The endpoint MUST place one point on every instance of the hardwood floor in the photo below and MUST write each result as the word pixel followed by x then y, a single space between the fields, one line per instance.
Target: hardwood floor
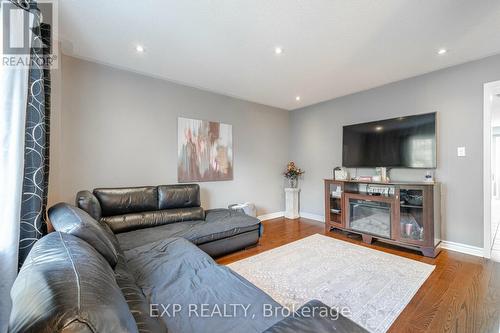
pixel 461 295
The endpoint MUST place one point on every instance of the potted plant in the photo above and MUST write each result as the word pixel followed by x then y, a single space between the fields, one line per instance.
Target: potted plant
pixel 292 173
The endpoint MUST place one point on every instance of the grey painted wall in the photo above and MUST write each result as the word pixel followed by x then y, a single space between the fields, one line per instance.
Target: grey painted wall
pixel 120 129
pixel 455 93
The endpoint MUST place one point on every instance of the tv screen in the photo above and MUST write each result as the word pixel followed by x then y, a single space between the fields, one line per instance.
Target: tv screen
pixel 404 142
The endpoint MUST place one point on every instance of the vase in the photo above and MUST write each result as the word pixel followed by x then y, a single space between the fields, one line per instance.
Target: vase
pixel 293 182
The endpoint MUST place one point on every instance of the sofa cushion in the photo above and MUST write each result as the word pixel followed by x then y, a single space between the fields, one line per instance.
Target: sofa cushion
pixel 134 221
pixel 183 274
pixel 218 224
pixel 117 201
pixel 137 302
pixel 178 196
pixel 63 284
pixel 72 220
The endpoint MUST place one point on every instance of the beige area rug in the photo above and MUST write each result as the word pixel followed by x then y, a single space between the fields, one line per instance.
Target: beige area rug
pixel 374 286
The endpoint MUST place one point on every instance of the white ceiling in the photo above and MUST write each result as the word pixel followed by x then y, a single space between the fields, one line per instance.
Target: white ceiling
pixel 331 47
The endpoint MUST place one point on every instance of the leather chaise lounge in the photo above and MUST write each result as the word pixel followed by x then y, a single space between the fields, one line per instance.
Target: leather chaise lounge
pixel 141 215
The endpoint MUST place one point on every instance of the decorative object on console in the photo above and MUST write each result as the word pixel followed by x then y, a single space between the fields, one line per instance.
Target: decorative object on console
pixel 340 173
pixel 247 207
pixel 292 173
pixel 205 151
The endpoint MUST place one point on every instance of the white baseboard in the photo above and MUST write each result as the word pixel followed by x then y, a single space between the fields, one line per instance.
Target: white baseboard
pixel 316 217
pixel 463 248
pixel 271 216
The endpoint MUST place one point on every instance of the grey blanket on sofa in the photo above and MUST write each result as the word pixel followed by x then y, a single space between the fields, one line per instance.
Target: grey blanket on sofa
pixel 193 294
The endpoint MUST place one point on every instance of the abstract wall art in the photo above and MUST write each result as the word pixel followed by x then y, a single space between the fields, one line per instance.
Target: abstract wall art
pixel 205 151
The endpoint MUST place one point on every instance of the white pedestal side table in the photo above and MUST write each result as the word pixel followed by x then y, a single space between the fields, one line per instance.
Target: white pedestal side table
pixel 292 203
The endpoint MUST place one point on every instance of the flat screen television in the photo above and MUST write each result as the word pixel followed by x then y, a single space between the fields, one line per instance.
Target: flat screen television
pixel 404 142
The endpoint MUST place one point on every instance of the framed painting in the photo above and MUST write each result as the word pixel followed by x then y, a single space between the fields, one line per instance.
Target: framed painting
pixel 205 151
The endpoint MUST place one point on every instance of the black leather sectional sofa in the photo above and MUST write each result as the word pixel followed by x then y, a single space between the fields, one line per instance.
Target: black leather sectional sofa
pixel 85 278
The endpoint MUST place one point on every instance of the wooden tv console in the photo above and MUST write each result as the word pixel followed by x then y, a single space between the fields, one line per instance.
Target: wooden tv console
pixel 405 213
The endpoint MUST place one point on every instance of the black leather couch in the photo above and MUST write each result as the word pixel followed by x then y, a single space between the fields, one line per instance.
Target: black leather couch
pixel 79 279
pixel 141 215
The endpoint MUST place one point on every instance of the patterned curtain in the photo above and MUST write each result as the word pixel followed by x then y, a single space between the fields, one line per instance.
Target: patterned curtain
pixel 36 151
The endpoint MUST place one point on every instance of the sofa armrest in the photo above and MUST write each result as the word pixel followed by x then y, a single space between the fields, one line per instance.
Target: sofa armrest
pixel 87 201
pixel 315 317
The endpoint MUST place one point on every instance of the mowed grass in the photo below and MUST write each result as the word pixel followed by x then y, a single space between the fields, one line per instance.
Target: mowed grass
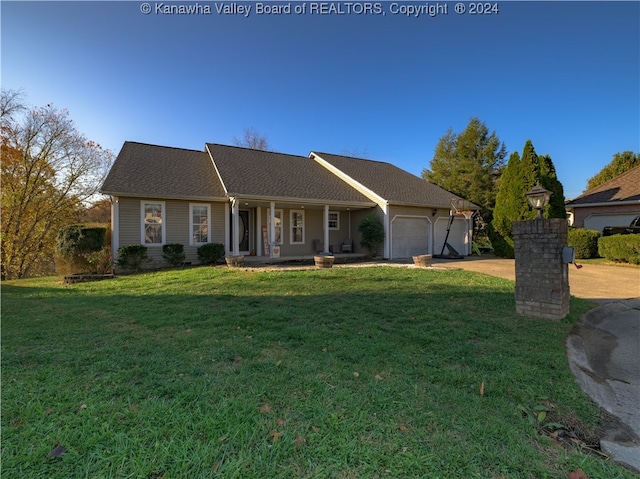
pixel 340 373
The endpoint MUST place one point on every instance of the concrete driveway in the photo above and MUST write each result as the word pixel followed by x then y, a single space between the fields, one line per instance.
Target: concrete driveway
pixel 597 282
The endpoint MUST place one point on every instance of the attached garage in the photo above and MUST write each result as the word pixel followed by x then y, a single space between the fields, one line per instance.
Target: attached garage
pixel 598 222
pixel 410 236
pixel 458 236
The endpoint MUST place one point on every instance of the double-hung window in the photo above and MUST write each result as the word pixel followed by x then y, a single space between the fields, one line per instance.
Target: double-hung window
pixel 199 223
pixel 153 222
pixel 297 226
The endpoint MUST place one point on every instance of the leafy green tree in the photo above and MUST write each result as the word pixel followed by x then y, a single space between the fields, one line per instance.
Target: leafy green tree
pixel 620 163
pixel 468 164
pixel 510 203
pixel 520 175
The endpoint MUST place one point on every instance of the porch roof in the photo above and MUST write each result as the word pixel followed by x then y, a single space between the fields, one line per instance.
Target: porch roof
pixel 269 176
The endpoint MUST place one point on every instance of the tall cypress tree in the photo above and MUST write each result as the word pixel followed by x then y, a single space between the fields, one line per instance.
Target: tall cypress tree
pixel 520 175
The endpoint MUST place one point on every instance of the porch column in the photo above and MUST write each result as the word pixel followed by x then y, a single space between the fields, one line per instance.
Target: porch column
pixel 272 226
pixel 258 231
pixel 326 228
pixel 235 213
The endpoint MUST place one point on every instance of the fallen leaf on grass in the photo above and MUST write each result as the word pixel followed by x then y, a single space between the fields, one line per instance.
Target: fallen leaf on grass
pixel 58 451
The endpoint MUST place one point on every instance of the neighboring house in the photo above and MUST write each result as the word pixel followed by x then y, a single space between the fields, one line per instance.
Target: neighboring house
pixel 252 200
pixel 614 203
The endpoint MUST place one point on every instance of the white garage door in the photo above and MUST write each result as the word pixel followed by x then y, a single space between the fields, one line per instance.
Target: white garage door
pixel 410 236
pixel 597 222
pixel 457 236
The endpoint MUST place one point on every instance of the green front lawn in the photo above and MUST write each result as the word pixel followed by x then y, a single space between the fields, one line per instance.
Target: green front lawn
pixel 345 373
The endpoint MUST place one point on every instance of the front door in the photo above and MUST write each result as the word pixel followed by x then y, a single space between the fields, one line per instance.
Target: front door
pixel 243 230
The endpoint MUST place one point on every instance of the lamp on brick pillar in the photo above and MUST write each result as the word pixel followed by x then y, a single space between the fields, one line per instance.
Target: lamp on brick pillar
pixel 538 198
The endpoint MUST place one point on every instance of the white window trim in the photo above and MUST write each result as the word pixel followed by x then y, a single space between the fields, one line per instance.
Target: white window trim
pixel 291 213
pixel 337 213
pixel 143 239
pixel 208 206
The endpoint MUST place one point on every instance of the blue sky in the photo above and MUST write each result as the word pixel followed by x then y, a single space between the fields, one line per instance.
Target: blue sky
pixel 564 74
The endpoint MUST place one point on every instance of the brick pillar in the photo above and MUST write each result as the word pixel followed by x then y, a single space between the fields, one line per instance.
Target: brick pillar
pixel 542 279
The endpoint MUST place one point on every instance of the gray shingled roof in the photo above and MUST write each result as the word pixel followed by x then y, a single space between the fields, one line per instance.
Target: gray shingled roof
pixel 162 172
pixel 391 183
pixel 624 187
pixel 265 174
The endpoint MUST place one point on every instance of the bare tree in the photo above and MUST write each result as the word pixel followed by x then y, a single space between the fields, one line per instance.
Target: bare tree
pixel 48 170
pixel 252 139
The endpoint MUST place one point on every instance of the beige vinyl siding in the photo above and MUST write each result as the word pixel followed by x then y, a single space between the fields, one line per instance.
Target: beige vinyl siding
pixel 176 218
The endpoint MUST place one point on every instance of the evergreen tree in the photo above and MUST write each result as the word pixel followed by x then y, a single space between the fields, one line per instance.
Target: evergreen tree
pixel 520 175
pixel 468 164
pixel 620 163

------

**Instructions to follow**
Could you give again exactly the lines from the line containing "of the blue" through the final line of the data above, and no others?

**Complete response**
The endpoint MUST place one point on every instance of the blue sky in the photo above and MUST write each result as the word pixel followed by x then y, a single space between the fields, one line per instance.
Target: blue sky
pixel 564 74
The endpoint MUST place one point on every instance of the brick pillar in the photo above and MUST write each result as the word pixel followed by x then y, a single space between the fields, one line per instance.
Target: brick pillar
pixel 542 279
The endpoint MUST place one point on every instance of the gray shingled roof in the photo above and MUST write each result as the word pixel followed by x then y, a single space between the fields, one line per instance.
Target: gray shingled roof
pixel 162 172
pixel 391 183
pixel 624 187
pixel 265 174
The endpoint MUST place one point on every instance of the bare tree in the photo above and MUST write each result as the word pixel followed by x then y, a single space between the fields, one line per instance.
Target: bare tree
pixel 48 170
pixel 252 139
The endpoint MUST place one point on every instance of the beige vinyl siding in the photo above and MUST write each result as the word pixel followed by x then y, a single space between the fields, one line per instance.
Target: beige vinyl siding
pixel 176 218
The endpoint MUST place one point on every instance of the evergreen tree in the photo above and MUST write each result as the word pixel followed by x then y, a single space between the fields, one line per instance.
Target: evergreen tree
pixel 520 175
pixel 468 164
pixel 620 163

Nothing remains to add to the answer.